## What is being asked
Give back the full listing verbatim, apart from its images.

********************

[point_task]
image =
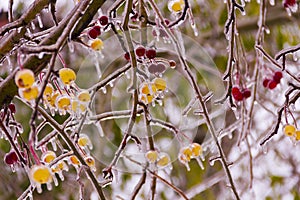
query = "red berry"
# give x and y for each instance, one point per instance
(236, 93)
(140, 51)
(246, 93)
(277, 76)
(127, 56)
(266, 82)
(11, 158)
(151, 53)
(272, 84)
(103, 20)
(12, 108)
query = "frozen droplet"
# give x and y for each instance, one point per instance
(9, 63)
(29, 32)
(103, 89)
(40, 21)
(71, 46)
(200, 163)
(39, 188)
(100, 130)
(32, 25)
(41, 55)
(49, 186)
(295, 56)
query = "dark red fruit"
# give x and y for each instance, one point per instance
(246, 93)
(94, 32)
(12, 108)
(140, 51)
(277, 76)
(266, 82)
(237, 94)
(151, 53)
(272, 84)
(103, 20)
(11, 158)
(127, 56)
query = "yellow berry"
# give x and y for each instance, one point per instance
(187, 153)
(90, 161)
(151, 156)
(289, 130)
(84, 140)
(48, 91)
(29, 93)
(84, 96)
(60, 166)
(160, 84)
(163, 160)
(41, 174)
(147, 88)
(97, 44)
(63, 102)
(67, 75)
(74, 160)
(24, 78)
(48, 156)
(196, 149)
(147, 98)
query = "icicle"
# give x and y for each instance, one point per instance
(10, 66)
(41, 55)
(100, 130)
(40, 21)
(49, 186)
(29, 32)
(71, 46)
(103, 89)
(32, 25)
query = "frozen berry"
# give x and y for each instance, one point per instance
(266, 82)
(246, 93)
(151, 53)
(237, 94)
(12, 108)
(67, 75)
(127, 56)
(94, 32)
(277, 76)
(272, 84)
(289, 130)
(103, 20)
(11, 158)
(140, 51)
(24, 78)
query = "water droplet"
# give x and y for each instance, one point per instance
(40, 21)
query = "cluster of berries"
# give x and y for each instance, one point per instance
(96, 43)
(44, 172)
(240, 94)
(189, 152)
(160, 159)
(152, 90)
(65, 97)
(291, 131)
(176, 6)
(272, 83)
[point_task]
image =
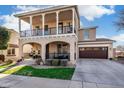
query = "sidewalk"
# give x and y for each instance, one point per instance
(15, 81)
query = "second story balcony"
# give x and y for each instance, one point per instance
(47, 32)
(59, 21)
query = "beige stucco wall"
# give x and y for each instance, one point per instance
(99, 44)
(92, 34)
(14, 36)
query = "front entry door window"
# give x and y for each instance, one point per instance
(60, 28)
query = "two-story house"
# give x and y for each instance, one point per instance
(56, 31)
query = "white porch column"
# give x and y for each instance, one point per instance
(43, 15)
(19, 25)
(57, 22)
(20, 49)
(72, 52)
(73, 23)
(43, 52)
(30, 22)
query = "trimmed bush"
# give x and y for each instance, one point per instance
(2, 58)
(9, 61)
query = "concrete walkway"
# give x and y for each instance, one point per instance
(93, 73)
(15, 81)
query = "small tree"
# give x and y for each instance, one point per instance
(4, 39)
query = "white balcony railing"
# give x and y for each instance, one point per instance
(49, 31)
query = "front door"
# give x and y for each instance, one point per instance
(60, 28)
(46, 30)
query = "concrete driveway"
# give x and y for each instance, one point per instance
(99, 73)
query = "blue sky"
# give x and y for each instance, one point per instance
(101, 16)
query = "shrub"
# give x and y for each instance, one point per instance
(38, 61)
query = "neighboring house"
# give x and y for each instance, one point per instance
(91, 47)
(12, 52)
(55, 33)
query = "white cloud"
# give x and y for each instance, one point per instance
(101, 36)
(90, 12)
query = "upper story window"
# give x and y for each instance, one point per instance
(86, 35)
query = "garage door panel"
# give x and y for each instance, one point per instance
(94, 53)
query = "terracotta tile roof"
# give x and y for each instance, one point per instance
(98, 39)
(13, 45)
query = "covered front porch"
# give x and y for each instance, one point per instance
(56, 53)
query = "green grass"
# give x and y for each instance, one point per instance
(57, 73)
(6, 65)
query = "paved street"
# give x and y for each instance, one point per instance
(99, 73)
(89, 73)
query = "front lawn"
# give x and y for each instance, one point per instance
(6, 65)
(57, 73)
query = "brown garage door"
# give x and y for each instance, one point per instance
(93, 52)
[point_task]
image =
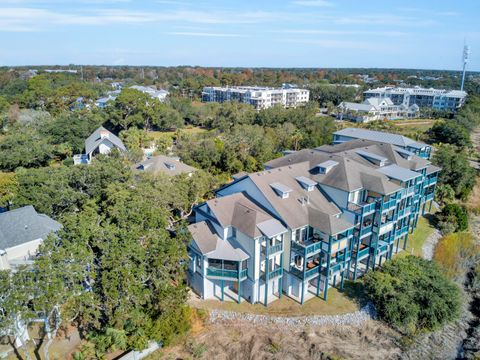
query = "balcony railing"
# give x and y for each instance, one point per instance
(429, 197)
(366, 230)
(307, 248)
(273, 249)
(307, 274)
(389, 204)
(401, 231)
(225, 273)
(278, 271)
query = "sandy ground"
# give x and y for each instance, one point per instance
(243, 340)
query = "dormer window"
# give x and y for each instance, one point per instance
(170, 166)
(326, 166)
(282, 190)
(307, 184)
(373, 158)
(404, 153)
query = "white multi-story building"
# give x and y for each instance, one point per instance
(312, 219)
(259, 97)
(438, 99)
(373, 109)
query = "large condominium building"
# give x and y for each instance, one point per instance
(418, 148)
(424, 98)
(259, 97)
(312, 219)
(373, 109)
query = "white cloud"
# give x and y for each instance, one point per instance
(203, 34)
(315, 3)
(340, 32)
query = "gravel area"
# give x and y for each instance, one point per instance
(429, 245)
(355, 318)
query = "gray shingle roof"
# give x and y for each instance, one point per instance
(23, 225)
(396, 172)
(165, 164)
(212, 246)
(379, 136)
(94, 140)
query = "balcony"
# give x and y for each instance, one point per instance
(307, 274)
(401, 231)
(307, 247)
(429, 197)
(365, 231)
(362, 208)
(429, 182)
(387, 205)
(278, 271)
(226, 273)
(363, 252)
(273, 249)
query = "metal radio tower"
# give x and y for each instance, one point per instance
(465, 56)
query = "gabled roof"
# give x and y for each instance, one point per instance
(165, 164)
(379, 136)
(23, 225)
(396, 172)
(209, 244)
(239, 211)
(94, 140)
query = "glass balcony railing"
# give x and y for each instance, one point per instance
(308, 247)
(278, 271)
(225, 273)
(389, 204)
(273, 249)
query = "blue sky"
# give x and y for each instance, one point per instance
(282, 33)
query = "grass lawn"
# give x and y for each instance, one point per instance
(189, 130)
(417, 239)
(338, 303)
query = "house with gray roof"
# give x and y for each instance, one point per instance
(415, 147)
(101, 141)
(21, 232)
(373, 109)
(168, 165)
(310, 220)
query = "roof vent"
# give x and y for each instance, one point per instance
(282, 190)
(307, 184)
(170, 166)
(326, 166)
(404, 153)
(104, 134)
(373, 158)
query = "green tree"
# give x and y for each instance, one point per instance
(412, 294)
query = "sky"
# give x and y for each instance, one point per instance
(426, 34)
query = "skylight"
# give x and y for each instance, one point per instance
(326, 166)
(373, 158)
(281, 189)
(307, 184)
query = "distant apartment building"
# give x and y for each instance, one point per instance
(373, 109)
(259, 97)
(154, 93)
(415, 147)
(438, 99)
(309, 221)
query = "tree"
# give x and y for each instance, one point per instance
(411, 294)
(8, 188)
(450, 133)
(456, 170)
(453, 216)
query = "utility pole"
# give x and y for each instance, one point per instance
(465, 56)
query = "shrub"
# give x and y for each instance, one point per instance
(412, 294)
(456, 253)
(453, 214)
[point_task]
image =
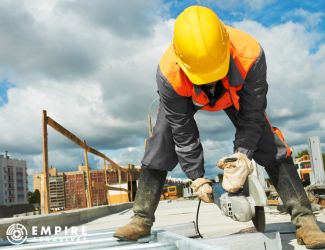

********************

## Solution to this problem
[point_task]
image =
query = "red berry"
# give x and y for each instance, one point per instance
(236, 93)
(140, 51)
(246, 93)
(277, 76)
(127, 56)
(266, 82)
(11, 158)
(151, 53)
(272, 84)
(103, 20)
(12, 108)
query = "frozen droplet"
# give x and y for each instance, one point per instance
(9, 63)
(29, 32)
(103, 89)
(40, 21)
(71, 46)
(200, 163)
(39, 188)
(100, 130)
(32, 25)
(41, 55)
(49, 186)
(295, 56)
query = "dark red fruit"
# give x and y for each instance, one point per instance
(246, 93)
(94, 32)
(12, 108)
(140, 51)
(277, 76)
(266, 82)
(237, 94)
(151, 53)
(272, 84)
(103, 20)
(11, 158)
(127, 56)
query = "yellow berry"
# give x and y for each instance, one point per instance
(187, 153)
(90, 161)
(151, 156)
(289, 130)
(84, 140)
(48, 91)
(29, 93)
(84, 96)
(60, 166)
(160, 84)
(163, 160)
(41, 174)
(147, 88)
(97, 44)
(63, 102)
(67, 75)
(74, 160)
(24, 78)
(48, 156)
(196, 149)
(147, 98)
query = "icicle"
# give x and y for each instance, one point per instance
(10, 66)
(41, 55)
(100, 130)
(40, 21)
(49, 186)
(29, 32)
(71, 46)
(103, 89)
(32, 25)
query = "frozen berry"
# give x and y for each instance, one point per instance
(266, 82)
(246, 93)
(151, 53)
(237, 94)
(12, 108)
(67, 75)
(127, 56)
(94, 32)
(277, 76)
(272, 84)
(289, 130)
(103, 20)
(11, 158)
(140, 51)
(24, 78)
query = "water droplet"
# give x and y for each instance, one point per instance
(40, 21)
query = "cluster of berries"
# give x and y for each instance, one point per instance
(96, 43)
(44, 172)
(240, 94)
(189, 152)
(160, 159)
(152, 90)
(65, 97)
(291, 131)
(176, 6)
(272, 83)
[point_task]
image =
query = "sidewalk"
# give x and y for each instance, one point per instance
(15, 81)
query = "second story balcony"
# give x and y for each instance, one point per instance
(47, 32)
(59, 21)
query = "beige stucco wall"
# give x and y for each instance, one point per instance
(99, 44)
(92, 34)
(14, 36)
query = "front entry door window"
# give x and y for each instance, one point per instance
(60, 28)
query = "two-story house"
# give x and y for each instance, one point per instance
(56, 31)
query = "white porch column"
# give x and y for each instance, one point per instance
(43, 15)
(19, 25)
(57, 22)
(20, 49)
(72, 52)
(73, 23)
(43, 52)
(30, 22)
query = "trimmed bush"
# give x and y for each instance, one point per instance
(2, 58)
(9, 61)
query = "concrete walkway"
# give x and y for each instance, one point per instance
(93, 73)
(15, 81)
query = "small tree"
# give x and y for each instance, one point per instance
(4, 39)
query = "white balcony railing"
# give x and y for each instance, one point per instance
(49, 31)
query = "front door"
# give x and y for each instance, one point per instance
(60, 28)
(46, 30)
query = "concrete driveway"
# give x and y for each instance, one point per instance
(99, 73)
query = "blue sky"
# give x and y for each instance, one point per instance
(101, 16)
query = "shrub"
# give x and y for each instance, one point per instance
(38, 61)
query = "neighboring house"
# give x and y for each instance, one point per instance
(91, 47)
(12, 52)
(55, 33)
query = "white cloud"
# give x and y for each instance, one point per instance
(101, 36)
(90, 12)
query = "upper story window"
# give x and y for each instance, one point per instance
(86, 35)
query = "garage door panel"
# give x and y for each instance, one point per instance
(94, 53)
query = "terracotta tile roof"
# give x and y for each instance, one point per instance
(98, 39)
(13, 45)
query = "covered front porch"
# give x and y for each instance, one point per instance
(56, 53)
query = "green grass"
# give x and y for each instance, one point per instance
(57, 73)
(6, 65)
query = "paved street"
# give x and y for each instance, one point per instance
(99, 73)
(89, 73)
query = "front lawn"
# give x and y for each instance, one point per instance
(6, 65)
(57, 73)
query = "brown garage door"
# give x and y for each instance, one point per instance
(93, 52)
[point_task]
image =
query = "balcony railing"
# give x and y for each instance, one point per instance
(429, 197)
(366, 230)
(307, 248)
(273, 249)
(307, 274)
(389, 204)
(401, 231)
(225, 273)
(278, 271)
query = "sandy ground"
# give x and y for each instance, one point per instance
(243, 340)
query = "dormer window"
# give x and y for each instance, one point per instance
(170, 166)
(326, 166)
(282, 190)
(307, 184)
(373, 158)
(404, 153)
query = "white multi-story building"
# give x and y for each instance, one point per instance
(312, 219)
(259, 97)
(438, 99)
(373, 109)
query = "large condominium building"
# give x and y for each instance, one point per instance
(418, 148)
(424, 98)
(259, 97)
(312, 219)
(373, 109)
query = "white cloud"
# give x and y for each instance, one point per instance
(203, 34)
(315, 3)
(340, 32)
query = "gravel area"
# give x and y for each instance, one point per instance
(429, 245)
(355, 318)
query = "gray shingle roof"
# give x and y for each instance, one point per instance
(23, 225)
(396, 172)
(165, 164)
(212, 246)
(379, 136)
(94, 140)
query = "balcony"
# give x and y for each instance, one point per instance
(307, 274)
(401, 231)
(307, 247)
(429, 197)
(365, 231)
(362, 208)
(429, 182)
(387, 205)
(278, 271)
(226, 273)
(363, 252)
(273, 249)
query = "metal radio tower"
# give x and y for each instance, one point per instance
(465, 56)
query = "gabled roof"
# give x and y for each instance, one point per instance
(165, 164)
(379, 136)
(23, 225)
(396, 172)
(209, 244)
(239, 211)
(94, 140)
query = "glass balcony railing"
# give x and y for each instance, one point per instance
(308, 247)
(278, 271)
(225, 273)
(389, 204)
(273, 249)
query = "blue sky"
# give x and y for each instance, one point per instance
(282, 33)
query = "grass lawn"
# give x and y for each instance, one point per instance
(189, 130)
(417, 239)
(338, 303)
query = "house with gray roof"
# give x and y for each instance, one point per instance
(415, 147)
(101, 141)
(21, 232)
(373, 109)
(168, 165)
(310, 220)
query = "roof vent"
# give x and y for each instance, one point per instance
(282, 190)
(307, 184)
(170, 166)
(326, 166)
(404, 153)
(104, 134)
(373, 158)
query = "green tree"
# give x and y for each instance, one point per instance
(412, 294)
query = "sky"
# give x and y for each instance, one point per instance
(426, 34)
query = "skylight"
# give x and y for each instance, one point per instance
(326, 166)
(373, 158)
(281, 189)
(307, 184)
query = "distant apartment building"
# give x and y for each instance, one point per instance
(373, 109)
(259, 97)
(154, 93)
(415, 147)
(438, 99)
(309, 221)
query = "tree"
# give x and y for each instance, one point per instance
(411, 294)
(8, 188)
(450, 133)
(456, 170)
(453, 216)
query = "utility pole"
# give x and y for each instance, one point per instance
(465, 56)
query = "shrub"
# give x and y for each instance, one point per instance
(412, 294)
(456, 253)
(453, 214)
[point_task]
image =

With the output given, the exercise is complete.